### Source text
Cyprus is reeling from the experience of the last two weeks. This island nation has become prosperous as an offshore business centre, offering corporate legal, consultancy and banking services. That has given local businesses a boon of easy credit and a low corporate tax of 10 percent. Capital controls, the eurozone’s first, and in theory a temporary regime, come as an enormous shock.

Overnight, Cyprus has forbidden money transfers abroad except to pay for imports or student tuition. Cypriot credit cards will have a limit of just under 5000 euros overseas, and outbound travellers have been told to take no more than 1000 euros in cash. Individuals and companies based in Cyprus will be obliged to repatriate their earnings from overseas activities within two weeks of transactions. The government views these controls as temporary but necessary to prevent a massive capital flight, which could cripple the banking industry anew.

The longer term effect on the economy is an even greater concern, however. It is gradually dawning on Cypriots that their island paradise is about to collide rudely with a very different reality. “I believe that we are going to see chicken coops in Nicosia,” says a prominent lawyer on condition of anonymity. “We are all going to start growing our own food.”

His concerns are based on the fact that the service sector comprises some 80 percent of the economy. At the heart of it lies banking. “Confidence in the Cyprus economy has been shaken, particularly in the circles of foreign investors that have put their monies here, and on which investments the Cyprus economy was flourishing until now,” he says. “[It] is a great damage which cannot be overcome in the next couple of decades, maybe.”

The lawyer admits that “nobody else is primarily to blame except ourselves,” but adds, “I would expect more solidarity towards a small country like ours, representing 0.2 percent of the GDP of the eurozone.” 


Even Finance Minister Mihalis Sarris, who has been a staunch defender of the compromise reached with the Eurozone, has let his frustration slip. “We could have borrowed 12 billion, but for various reasons our partners wanted to restrict our borrowing,” he said at a press conference on Tuesday.

He was bolder in a televised interview the following day. “When it came to banks… our partners wanted to see blood on the table.” The implication is clear. Eurozone finance ministers, who believe Cypriot banks disproportionately large, used the crisis to cut it down to size. Their May 16 communique says, “The current fragile situation of the Cypriot financial sector linked to its very large size relative to the country's GDP will be addressed through an appropriate downsizing, with the domestic banking sector reaching the EU average by 2018.”

By then, however, the outlook for the Cypriot economy is grim. The Institute of International Finance, which represents banks and financial institutions, on Wednesday released a report expecting Cyprus to lose much of its services economy: "While it is hard at the current time to be confident about the degree of likely declines in GDP, it seems plausible that the cumulative decline could amount to as much as 20% of GDP in 2013-15." A preliminary study by Belgian bank Societe Generale came to a similar conclusion.

### Task set
1/ According to the Cyprus text, what share of the Cypriot economy does the service sector make up?
2/ Return the portion of the Cyprus text from "The lawyer admits" up to and including "conference on Tuesday.".

[Point-per-instance localization data]

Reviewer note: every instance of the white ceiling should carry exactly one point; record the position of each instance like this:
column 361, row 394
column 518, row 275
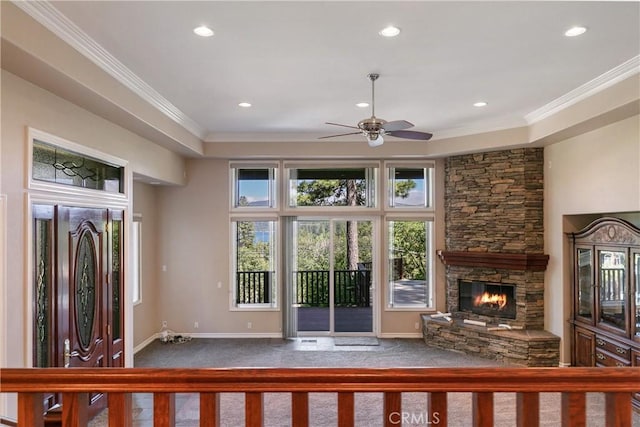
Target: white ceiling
column 304, row 63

### Results for each task
1/ Some 80 percent.

2/
The lawyer admits that “nobody else is primarily to blame except ourselves,” but adds, “I would expect more solidarity towards a small country like ours, representing 0.2 percent of the GDP of the eurozone.” 


Even Finance Minister Mihalis Sarris, who has been a staunch defender of the compromise reached with the Eurozone, has let his frustration slip. “We could have borrowed 12 billion, but for various reasons our partners wanted to restrict our borrowing,” he said at a press conference on Tuesday.